== YOUR TASK ==
An exact transcription is needed, starting with the line that contains "body: indicate the pebble" and ending with the last line of the records.

Excerpts from a dataset
⟨
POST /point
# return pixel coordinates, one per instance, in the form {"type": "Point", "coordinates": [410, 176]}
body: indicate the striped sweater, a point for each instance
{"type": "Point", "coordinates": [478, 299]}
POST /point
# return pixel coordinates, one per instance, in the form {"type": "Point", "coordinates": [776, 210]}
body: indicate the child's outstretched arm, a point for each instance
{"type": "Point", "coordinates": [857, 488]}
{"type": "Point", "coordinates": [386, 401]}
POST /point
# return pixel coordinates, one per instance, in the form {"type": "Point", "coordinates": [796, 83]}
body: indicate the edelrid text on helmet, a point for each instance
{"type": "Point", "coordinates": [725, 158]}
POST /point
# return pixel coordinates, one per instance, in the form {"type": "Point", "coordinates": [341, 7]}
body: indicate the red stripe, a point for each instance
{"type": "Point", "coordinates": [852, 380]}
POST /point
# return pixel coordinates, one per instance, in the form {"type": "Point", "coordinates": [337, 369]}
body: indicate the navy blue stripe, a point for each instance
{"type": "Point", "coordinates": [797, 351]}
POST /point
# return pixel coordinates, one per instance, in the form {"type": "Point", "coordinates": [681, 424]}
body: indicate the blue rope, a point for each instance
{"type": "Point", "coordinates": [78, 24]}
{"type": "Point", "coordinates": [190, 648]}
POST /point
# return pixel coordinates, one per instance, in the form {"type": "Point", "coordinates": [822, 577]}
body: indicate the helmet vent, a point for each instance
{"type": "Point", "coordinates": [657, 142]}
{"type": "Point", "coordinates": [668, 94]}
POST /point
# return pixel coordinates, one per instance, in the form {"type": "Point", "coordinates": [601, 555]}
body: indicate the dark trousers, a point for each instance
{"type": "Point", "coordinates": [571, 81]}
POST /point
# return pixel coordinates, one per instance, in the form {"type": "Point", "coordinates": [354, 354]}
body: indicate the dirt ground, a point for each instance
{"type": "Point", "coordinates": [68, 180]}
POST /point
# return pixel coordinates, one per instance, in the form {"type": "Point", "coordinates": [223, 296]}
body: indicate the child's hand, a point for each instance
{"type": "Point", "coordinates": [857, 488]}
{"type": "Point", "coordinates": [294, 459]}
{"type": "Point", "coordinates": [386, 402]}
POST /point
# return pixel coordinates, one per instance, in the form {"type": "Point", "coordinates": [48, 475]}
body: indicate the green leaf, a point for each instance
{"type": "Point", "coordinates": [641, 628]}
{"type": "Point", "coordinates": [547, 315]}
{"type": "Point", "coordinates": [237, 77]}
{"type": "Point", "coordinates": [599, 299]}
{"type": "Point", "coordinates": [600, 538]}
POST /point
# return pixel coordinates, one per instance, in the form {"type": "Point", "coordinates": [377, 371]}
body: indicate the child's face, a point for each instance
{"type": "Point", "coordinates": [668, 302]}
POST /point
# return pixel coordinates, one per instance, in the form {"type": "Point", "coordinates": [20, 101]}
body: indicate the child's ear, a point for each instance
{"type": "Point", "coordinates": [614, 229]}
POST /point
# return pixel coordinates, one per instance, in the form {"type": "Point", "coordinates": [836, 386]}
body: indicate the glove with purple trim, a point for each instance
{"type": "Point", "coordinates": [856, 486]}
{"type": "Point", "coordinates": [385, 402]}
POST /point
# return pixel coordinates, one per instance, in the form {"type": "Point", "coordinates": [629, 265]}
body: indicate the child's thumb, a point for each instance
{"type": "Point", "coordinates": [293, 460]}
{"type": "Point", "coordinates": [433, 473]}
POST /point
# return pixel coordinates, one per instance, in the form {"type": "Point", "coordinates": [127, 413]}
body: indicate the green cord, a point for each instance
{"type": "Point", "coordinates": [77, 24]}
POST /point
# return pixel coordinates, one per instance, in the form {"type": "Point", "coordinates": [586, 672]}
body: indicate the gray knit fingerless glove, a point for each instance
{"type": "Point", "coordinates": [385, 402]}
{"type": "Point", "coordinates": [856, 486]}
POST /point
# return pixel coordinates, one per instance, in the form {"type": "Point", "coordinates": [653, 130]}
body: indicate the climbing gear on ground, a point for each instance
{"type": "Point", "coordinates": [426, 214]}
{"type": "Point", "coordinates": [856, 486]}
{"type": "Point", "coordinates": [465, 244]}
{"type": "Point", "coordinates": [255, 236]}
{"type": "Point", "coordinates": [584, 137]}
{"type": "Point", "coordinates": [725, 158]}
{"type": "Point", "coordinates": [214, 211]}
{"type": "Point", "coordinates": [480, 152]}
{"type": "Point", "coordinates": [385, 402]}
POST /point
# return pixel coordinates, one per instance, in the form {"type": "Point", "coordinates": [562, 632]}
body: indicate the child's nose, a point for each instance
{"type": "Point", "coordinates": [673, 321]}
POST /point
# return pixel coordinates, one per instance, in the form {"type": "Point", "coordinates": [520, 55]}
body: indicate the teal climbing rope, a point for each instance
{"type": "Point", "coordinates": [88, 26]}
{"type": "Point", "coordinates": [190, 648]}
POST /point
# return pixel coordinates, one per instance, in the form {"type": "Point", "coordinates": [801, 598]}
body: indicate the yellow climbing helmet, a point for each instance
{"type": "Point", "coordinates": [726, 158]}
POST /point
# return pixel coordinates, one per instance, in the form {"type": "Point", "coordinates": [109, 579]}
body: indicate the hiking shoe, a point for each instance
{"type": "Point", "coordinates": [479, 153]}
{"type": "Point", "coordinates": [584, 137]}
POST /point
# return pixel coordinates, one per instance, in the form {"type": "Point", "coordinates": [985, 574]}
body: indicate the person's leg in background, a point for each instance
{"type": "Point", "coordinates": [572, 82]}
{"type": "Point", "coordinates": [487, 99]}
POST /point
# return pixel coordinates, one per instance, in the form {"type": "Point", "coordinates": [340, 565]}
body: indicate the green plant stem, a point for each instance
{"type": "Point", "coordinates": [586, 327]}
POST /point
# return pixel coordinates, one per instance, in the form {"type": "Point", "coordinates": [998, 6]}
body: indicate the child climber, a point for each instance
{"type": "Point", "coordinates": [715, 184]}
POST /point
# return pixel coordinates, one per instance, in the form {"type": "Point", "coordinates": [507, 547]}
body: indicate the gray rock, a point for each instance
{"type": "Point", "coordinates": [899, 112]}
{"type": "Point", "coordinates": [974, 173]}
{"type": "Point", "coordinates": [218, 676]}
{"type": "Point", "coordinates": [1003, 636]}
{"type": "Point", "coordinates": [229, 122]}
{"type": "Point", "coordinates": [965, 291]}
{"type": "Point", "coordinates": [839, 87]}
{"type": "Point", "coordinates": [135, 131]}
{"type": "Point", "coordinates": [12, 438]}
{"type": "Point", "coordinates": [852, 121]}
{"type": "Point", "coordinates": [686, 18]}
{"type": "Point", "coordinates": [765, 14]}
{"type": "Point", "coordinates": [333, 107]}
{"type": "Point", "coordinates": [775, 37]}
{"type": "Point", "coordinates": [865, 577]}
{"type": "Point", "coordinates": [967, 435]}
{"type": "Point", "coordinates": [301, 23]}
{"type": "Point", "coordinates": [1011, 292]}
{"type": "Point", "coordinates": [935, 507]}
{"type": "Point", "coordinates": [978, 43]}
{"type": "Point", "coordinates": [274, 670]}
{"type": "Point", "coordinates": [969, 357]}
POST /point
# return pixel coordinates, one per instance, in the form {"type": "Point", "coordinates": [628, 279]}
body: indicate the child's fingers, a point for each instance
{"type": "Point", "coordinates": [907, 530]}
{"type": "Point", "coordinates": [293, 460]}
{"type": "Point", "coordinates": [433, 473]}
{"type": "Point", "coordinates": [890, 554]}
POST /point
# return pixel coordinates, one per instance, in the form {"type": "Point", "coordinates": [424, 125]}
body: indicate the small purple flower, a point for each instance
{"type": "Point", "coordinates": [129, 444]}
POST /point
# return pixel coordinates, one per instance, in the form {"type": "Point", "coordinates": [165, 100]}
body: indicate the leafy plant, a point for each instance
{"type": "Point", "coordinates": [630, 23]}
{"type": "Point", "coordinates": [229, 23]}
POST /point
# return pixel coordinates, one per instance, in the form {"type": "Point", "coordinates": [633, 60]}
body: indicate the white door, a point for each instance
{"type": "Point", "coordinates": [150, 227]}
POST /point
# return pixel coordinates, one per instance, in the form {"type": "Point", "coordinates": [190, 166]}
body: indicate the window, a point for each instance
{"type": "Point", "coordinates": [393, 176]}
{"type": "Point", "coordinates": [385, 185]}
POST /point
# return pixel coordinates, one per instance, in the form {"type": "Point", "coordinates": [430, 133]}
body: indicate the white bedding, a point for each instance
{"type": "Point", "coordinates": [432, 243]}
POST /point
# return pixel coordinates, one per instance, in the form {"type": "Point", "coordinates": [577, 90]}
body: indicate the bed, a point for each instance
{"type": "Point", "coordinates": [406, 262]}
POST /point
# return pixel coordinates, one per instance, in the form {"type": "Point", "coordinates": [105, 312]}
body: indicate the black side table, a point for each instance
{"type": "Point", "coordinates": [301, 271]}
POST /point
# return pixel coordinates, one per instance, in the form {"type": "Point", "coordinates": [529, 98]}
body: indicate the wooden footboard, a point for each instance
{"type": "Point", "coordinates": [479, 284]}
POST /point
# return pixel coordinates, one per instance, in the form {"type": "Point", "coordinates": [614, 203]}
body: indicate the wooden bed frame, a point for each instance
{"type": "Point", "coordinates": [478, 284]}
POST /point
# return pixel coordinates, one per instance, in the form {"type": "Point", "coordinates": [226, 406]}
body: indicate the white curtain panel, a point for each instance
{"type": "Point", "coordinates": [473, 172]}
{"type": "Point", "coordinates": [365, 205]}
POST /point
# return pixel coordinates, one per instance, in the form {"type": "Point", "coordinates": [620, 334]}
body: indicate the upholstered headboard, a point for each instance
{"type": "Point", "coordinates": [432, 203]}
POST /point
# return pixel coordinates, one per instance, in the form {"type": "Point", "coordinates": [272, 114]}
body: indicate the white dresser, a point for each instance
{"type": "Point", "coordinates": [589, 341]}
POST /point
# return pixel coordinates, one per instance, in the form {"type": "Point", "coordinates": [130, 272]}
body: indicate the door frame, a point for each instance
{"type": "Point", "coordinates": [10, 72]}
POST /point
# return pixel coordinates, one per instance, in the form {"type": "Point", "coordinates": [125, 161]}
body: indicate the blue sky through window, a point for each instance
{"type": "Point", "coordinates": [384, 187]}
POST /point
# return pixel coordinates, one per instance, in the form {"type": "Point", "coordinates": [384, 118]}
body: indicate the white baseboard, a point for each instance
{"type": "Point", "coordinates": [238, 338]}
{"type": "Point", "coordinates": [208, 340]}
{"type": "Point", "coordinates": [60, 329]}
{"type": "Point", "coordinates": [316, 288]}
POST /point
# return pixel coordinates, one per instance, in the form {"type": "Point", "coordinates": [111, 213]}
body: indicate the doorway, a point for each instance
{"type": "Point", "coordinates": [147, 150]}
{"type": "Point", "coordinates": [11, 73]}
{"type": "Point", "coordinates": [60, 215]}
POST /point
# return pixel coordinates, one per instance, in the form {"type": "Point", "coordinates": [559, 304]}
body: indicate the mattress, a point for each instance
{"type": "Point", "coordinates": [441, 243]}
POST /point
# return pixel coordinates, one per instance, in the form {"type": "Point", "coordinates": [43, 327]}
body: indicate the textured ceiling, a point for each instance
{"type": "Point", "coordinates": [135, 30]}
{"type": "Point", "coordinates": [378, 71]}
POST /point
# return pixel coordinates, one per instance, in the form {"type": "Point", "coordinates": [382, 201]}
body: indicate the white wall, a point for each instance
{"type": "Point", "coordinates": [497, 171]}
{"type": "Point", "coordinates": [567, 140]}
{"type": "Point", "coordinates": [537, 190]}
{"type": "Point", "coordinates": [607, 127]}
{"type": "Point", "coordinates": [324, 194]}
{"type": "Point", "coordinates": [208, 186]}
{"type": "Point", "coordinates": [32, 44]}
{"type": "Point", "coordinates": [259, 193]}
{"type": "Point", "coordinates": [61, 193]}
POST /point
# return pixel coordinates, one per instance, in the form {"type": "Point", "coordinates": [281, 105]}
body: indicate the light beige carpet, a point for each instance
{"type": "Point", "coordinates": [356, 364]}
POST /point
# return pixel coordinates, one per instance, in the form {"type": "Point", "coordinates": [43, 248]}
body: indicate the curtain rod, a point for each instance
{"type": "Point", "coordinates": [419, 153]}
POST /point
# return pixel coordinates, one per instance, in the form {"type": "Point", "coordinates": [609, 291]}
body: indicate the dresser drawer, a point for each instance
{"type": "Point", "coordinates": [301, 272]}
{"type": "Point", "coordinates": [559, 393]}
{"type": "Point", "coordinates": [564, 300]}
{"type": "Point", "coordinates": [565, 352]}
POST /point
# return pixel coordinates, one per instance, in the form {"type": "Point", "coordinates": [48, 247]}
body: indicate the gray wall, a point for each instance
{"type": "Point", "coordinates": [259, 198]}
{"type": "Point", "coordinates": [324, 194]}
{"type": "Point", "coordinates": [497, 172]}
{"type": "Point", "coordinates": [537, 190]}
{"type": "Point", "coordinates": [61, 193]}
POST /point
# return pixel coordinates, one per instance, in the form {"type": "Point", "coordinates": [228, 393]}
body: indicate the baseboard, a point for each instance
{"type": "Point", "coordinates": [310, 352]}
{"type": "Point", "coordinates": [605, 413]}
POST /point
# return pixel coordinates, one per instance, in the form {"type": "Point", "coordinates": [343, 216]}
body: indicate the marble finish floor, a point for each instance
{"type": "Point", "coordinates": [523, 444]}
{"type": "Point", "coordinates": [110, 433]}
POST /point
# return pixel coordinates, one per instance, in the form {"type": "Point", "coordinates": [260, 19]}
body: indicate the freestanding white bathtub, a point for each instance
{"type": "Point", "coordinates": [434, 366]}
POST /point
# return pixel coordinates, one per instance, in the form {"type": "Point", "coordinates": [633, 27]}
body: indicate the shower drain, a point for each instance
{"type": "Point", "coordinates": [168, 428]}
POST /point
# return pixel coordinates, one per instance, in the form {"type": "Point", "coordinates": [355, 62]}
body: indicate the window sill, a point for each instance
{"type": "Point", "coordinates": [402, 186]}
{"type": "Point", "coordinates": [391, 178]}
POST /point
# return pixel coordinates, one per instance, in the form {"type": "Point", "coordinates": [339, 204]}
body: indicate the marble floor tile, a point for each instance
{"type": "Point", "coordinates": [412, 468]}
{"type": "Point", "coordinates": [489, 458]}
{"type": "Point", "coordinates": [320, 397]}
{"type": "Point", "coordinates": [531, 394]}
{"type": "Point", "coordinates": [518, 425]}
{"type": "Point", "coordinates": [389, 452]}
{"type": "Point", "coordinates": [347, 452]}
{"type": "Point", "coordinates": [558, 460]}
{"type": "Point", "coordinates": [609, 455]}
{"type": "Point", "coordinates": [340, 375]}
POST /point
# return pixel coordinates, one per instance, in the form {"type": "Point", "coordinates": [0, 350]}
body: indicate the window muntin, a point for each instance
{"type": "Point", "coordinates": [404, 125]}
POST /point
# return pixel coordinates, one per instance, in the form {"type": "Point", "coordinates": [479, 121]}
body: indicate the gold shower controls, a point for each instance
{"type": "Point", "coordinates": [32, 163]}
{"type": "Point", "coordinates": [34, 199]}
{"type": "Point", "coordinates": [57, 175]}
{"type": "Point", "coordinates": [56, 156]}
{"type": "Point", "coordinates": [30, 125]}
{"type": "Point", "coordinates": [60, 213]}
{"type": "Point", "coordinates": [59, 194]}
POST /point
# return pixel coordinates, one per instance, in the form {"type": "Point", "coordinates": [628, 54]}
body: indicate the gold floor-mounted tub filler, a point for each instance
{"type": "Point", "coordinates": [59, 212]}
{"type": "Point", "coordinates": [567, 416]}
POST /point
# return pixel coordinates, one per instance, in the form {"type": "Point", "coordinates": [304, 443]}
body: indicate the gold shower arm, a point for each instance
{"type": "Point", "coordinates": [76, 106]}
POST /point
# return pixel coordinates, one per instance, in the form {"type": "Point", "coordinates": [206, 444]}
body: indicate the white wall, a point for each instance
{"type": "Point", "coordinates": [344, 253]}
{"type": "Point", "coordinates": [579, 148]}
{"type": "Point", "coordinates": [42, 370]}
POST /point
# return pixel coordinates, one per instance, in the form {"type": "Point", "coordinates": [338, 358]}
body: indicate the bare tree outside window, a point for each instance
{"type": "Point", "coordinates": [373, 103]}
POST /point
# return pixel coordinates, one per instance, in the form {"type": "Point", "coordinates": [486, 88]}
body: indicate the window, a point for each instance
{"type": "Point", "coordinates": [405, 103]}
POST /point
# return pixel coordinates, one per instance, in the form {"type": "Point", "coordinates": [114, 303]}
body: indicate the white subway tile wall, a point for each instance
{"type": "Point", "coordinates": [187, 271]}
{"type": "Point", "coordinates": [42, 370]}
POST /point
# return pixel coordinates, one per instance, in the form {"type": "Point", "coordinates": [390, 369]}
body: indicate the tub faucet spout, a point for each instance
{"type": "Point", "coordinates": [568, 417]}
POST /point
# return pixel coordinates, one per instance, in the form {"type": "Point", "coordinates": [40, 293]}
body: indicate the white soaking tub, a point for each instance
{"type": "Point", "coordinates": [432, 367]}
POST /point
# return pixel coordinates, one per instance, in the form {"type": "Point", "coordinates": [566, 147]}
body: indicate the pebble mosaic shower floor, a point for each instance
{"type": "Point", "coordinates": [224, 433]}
⟩
== EXPECTED OUTPUT ==
body: indicate the pebble mosaic shower floor, a point for each instance
{"type": "Point", "coordinates": [224, 433]}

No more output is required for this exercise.